§ **Questions**:
[1] In the head-direction text, turn the paragraph that begins "Neural activity in several limbic areas" into a short bulleted list that keeps its main facts.
[2] According to the head-direction text, in which brain region did the researchers screen for HD cells?
[3] Proceed with the head-direction text, picking up right after its final line.

§ **Study text**:
Neural activity in several limbic areas varies as a function of the animal's head direction (HD) in the horizontal plane. Lesions of the vestibular periphery abolish this HD cell signal, suggesting an essential role for vestibular afference in HD signal generation. The organization of brain stem pathways conveying vestibular information to the HD circuit is poorly understood; however, recent anatomical work has identified the supragenual nucleus (SGN) as a putative relay. To test this hypothesis, we made lesions of the SGN in rats and screened for HD cells in the anterodorsal thalamus. In animals with complete bilateral lesions, the overall number of HD cells was significantly reduced relative to control animals. In animals with unilateral lesions of the SGN, directional activity was present, but the preferred firing directions of these cells were unstable and less influenced by the rotation of an environmental landmark. In addition, we found that preferred directions displayed large directional shifts when animals foraged for food in a darkened environment and when they were navigating from a familiar environment to a novel one, suggesting that the SGN plays a critical role in projecting essential self-motion (idiothetic) information to the HD cell circuit.

Control of anterodorsal thalamic head direction cells by environmental boundaries: comparison with conflicting distal landmarks.

§ **Dataset entries**:
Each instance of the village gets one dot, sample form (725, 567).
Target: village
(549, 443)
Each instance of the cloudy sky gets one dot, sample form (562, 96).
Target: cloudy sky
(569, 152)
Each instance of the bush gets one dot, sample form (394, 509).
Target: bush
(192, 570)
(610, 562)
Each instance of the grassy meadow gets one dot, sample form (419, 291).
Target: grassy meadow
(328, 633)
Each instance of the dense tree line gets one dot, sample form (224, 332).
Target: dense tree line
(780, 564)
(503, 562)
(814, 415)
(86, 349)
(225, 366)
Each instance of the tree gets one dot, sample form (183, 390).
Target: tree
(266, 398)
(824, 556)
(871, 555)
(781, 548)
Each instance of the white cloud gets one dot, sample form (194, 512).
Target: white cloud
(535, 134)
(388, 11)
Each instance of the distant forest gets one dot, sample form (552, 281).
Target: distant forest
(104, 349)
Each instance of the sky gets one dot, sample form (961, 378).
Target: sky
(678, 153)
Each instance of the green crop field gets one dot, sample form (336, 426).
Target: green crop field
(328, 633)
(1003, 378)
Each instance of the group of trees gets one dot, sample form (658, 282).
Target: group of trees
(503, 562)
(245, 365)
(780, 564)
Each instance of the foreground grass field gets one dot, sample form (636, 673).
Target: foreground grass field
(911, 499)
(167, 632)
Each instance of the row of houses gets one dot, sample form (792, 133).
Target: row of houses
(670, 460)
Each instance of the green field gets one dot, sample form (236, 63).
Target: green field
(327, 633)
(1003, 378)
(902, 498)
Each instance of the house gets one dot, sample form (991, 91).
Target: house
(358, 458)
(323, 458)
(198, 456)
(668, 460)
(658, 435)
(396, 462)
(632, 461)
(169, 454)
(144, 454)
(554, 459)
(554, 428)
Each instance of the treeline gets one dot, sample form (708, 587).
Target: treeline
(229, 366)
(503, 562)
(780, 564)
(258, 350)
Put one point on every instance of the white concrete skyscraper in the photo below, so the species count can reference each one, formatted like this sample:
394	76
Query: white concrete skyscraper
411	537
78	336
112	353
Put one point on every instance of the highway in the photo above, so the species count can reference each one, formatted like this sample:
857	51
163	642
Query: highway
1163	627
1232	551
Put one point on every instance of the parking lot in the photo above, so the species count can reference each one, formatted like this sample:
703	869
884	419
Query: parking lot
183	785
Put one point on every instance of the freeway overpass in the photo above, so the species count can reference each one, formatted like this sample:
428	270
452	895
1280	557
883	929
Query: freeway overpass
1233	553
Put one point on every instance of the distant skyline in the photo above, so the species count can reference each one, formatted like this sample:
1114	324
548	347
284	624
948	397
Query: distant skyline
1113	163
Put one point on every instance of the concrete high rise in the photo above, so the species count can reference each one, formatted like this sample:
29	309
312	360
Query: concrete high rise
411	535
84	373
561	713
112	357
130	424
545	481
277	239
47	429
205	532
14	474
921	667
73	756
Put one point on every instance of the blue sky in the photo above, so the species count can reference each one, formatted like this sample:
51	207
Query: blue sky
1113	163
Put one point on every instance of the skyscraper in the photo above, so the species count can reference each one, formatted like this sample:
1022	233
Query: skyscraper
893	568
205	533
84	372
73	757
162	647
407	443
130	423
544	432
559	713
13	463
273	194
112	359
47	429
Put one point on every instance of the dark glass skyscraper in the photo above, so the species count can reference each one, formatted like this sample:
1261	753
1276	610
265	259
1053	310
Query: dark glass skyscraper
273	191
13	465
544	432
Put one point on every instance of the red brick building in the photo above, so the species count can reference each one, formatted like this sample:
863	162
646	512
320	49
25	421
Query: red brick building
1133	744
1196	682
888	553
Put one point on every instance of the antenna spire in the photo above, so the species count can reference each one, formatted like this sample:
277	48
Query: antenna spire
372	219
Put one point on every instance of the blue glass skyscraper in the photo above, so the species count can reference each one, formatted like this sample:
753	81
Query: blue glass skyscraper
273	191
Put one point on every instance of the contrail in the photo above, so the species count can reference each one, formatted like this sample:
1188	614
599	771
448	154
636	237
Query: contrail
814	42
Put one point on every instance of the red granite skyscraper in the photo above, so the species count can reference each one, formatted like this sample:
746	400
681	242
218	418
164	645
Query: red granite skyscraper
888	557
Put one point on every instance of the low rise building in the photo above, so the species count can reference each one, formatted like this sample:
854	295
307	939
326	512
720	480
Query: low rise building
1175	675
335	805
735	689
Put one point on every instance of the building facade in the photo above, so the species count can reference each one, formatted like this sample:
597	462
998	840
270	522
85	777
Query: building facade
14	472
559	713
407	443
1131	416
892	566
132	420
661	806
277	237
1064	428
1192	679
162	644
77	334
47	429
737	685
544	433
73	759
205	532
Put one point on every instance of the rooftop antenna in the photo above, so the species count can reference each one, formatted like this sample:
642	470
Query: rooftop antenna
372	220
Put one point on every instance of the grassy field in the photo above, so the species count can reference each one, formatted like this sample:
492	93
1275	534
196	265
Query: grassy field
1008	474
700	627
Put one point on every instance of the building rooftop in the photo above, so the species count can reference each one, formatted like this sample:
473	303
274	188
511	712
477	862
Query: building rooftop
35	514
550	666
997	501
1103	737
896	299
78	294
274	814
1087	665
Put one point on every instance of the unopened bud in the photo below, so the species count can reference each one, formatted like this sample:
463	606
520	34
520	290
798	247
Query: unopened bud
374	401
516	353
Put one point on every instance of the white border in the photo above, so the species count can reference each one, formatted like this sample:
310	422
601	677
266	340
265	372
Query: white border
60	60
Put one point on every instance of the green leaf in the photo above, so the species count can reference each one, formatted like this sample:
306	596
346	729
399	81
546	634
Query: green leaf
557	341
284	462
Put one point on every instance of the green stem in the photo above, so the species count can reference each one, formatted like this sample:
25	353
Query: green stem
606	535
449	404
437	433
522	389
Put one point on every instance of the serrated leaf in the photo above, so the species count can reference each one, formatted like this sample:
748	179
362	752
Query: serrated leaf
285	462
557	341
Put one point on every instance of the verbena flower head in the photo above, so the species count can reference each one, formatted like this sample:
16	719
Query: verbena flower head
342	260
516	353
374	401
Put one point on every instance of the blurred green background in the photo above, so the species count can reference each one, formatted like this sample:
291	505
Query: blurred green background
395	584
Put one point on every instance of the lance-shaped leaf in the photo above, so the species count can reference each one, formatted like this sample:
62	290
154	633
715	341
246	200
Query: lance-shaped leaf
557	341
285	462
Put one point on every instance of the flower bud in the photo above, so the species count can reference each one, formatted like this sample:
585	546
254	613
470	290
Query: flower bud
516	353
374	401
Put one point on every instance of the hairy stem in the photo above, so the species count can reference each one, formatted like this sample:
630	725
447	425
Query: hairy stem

§ **Answer set**:
[1]
- Neural activity in several limbic areas varies with the animal's head direction (HD) in the horizontal plane.
- Lesions of the vestibular periphery abolish the HD cell signal, so vestibular input appears essential to it.
- The brain stem pathways that carry vestibular information to the HD circuit are poorly understood, but the supragenual nucleus (SGN) has been proposed as a relay.
- The researchers lesioned the SGN in rats and screened for HD cells in the anterodorsal thalamus.
- Complete bilateral lesions significantly reduced the number of HD cells compared with controls.
- After unilateral lesions, directional activity remained. However, preferred firing directions were unstable and less influenced by rotation of an environmental landmark.
- Preferred directions shifted a great deal in a darkened environment and when animals moved from a familiar environment to a novel one.
- These results suggest that the SGN plays a critical role in sending self-motion (idiothetic) information to the HD cell circuit.

[2] The anterodorsal thalamus.

[3]
Experiments were conducted to determine whether environmental boundaries exert preferential control over the tuning of head direction (HD) cells. In each experiment, HD cells were recorded in the rat anterodorsal thalamus while they foraged for randomly scattered food in trapezoid- and rectangle-shaped environments. After an initial recording session, each environment was rotated 90°, and changes in the preferred firing directions of HD cells were monitored. Rats were disoriented before each test session to prevent the use of self-movement cues to maintain orientation from one session to the next. In Experiment 1, we demonstrate that HD cell tuning consistently shifted in register with the trapezoid shaped enclosure, but was more variable in the rectangle shaped environment. In Experiments 2 and 3, we show that the strong control by the trapezoid persists in the presence of one clearly visible distal landmark, but not when three or more distal landmarks, including view of the recording room, are present. Together, the results indicate that distinct environmental boundaries exert strong stimulus control over HD cell orientation. However, this geometric control can be overridden with a sufficient number of salient distal landmarks. These results stand in contrast to the view that information from geometric cues usually takes precedence over information from landmark cues.

Impaired head direction cell representation in the anterodorsal thalamus after lesions of the retrosplenial cortex.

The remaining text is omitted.